* **DOCUMENT TEXT**:
□ □ □

Inside a Tropical GEMM Kernel
Dense tropical matrix multiplication has the loop structure of ordinary GEMM:
for each output tile: acc ← +∞
for each k-tile: load shared A, B
for k in tile: acc = min(acc, a + b)
write back acc
Everything that makes ordinary GEMM hardware-friendly carries over — tiling, shared-memory staging, independent output tiles. One thing does not: the arithmetic primitive. The inner step is an add followed by a compare; no fused multiply-add executes it, and tensor cores do not apply. This animation walks a thread block through the computation, one shared-memory tile at a time.

What you can do
- Step or play the kernel: select an output tile, stage a 4×4 block of \(A\) and \(B\) into shared memory, sweep the inner \(k\) loop, write back — nine tiles, 154 steps.
- Watch the representative cell’s arithmetic update live:
acc = min(acc, a + b)— an add, then a compare, no FMA. - Use Skip k-tile to move at the granularity of shared-memory loads.
- Read the parallelism annotations: a tile’s 16 cells update in lock-step (one thread block); the nine output tiles are independent (the grid).
The numbers are real: the matrices are fixed 12×12 integer matrices and every displayed accumulator is the true prefix-minimum — the final matrix is the exact min-plus product, pinned as a regression value in the artifact’s spec.
Supporting information
Supporting information for When Addition Becomes Optimization: Tropical Algebra, Paths, Schedules, and Semiring Computation (Section 9: semiring computation on modern hardware), where the corresponding kernels are benchmarked on a laptop GPU.

□ □ □

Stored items
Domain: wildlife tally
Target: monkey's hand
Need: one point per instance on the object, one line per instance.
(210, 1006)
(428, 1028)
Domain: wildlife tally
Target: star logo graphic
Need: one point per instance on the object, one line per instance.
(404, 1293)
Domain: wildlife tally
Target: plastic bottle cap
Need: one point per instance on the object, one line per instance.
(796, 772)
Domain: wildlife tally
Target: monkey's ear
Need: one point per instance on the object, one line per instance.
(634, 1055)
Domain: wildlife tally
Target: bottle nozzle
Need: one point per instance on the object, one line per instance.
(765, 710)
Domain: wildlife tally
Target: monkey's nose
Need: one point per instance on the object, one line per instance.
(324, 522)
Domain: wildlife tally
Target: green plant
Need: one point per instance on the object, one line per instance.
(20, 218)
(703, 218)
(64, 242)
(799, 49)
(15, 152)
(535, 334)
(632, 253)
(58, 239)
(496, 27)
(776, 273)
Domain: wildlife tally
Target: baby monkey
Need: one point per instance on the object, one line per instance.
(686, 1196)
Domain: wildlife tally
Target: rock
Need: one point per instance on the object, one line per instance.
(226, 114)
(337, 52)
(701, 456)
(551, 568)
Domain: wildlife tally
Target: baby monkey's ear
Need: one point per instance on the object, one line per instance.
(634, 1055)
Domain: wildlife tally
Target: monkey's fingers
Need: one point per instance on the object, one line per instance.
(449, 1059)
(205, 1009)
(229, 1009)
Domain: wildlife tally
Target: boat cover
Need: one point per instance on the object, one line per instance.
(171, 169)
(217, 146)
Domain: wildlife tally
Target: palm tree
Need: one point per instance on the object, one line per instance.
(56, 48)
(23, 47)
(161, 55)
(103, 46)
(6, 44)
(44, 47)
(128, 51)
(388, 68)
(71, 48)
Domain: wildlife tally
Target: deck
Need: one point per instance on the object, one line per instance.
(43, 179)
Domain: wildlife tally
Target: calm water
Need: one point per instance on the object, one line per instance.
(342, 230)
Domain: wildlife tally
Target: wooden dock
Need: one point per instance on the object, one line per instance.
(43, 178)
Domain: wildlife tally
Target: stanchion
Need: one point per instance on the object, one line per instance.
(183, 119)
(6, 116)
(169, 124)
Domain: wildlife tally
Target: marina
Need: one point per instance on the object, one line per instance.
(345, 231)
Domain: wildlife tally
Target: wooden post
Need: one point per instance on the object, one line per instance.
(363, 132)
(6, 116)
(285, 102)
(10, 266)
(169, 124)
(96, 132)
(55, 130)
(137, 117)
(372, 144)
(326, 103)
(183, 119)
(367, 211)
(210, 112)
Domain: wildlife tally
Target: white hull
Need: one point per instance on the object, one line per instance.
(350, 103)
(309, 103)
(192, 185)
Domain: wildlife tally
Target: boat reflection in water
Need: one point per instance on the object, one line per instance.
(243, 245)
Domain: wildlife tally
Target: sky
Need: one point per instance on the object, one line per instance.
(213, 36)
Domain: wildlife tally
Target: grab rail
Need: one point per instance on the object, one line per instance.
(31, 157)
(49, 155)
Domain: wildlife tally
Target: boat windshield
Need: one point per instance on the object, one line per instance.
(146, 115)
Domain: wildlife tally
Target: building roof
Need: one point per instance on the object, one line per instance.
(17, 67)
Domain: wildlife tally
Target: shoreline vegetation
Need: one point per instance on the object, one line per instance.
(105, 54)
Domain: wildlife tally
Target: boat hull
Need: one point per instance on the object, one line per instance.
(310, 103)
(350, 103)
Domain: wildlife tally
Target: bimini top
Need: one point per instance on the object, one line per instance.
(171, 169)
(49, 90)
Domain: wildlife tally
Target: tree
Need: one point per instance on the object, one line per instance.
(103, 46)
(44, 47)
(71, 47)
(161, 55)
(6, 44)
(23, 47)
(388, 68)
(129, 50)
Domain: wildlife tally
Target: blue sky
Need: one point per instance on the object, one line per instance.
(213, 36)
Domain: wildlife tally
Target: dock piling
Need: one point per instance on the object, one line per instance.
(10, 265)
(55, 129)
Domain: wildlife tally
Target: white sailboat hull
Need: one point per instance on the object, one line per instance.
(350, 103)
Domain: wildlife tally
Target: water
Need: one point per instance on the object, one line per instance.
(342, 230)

□ □ □

* **EXERCISE REQUIREMENTS**:
From the page on the tropical GEMM kernel, print word for word the passage that begins at the words "The numbers are" and stops after the words "the artifact’s spec.".

* **TASK ANSWER**:
The numbers are real: the matrices are fixed 12×12 integer matrices and every displayed accumulator is the true prefix-minimum — the final matrix is the exact min-plus product, pinned as a regression value in the artifact’s spec.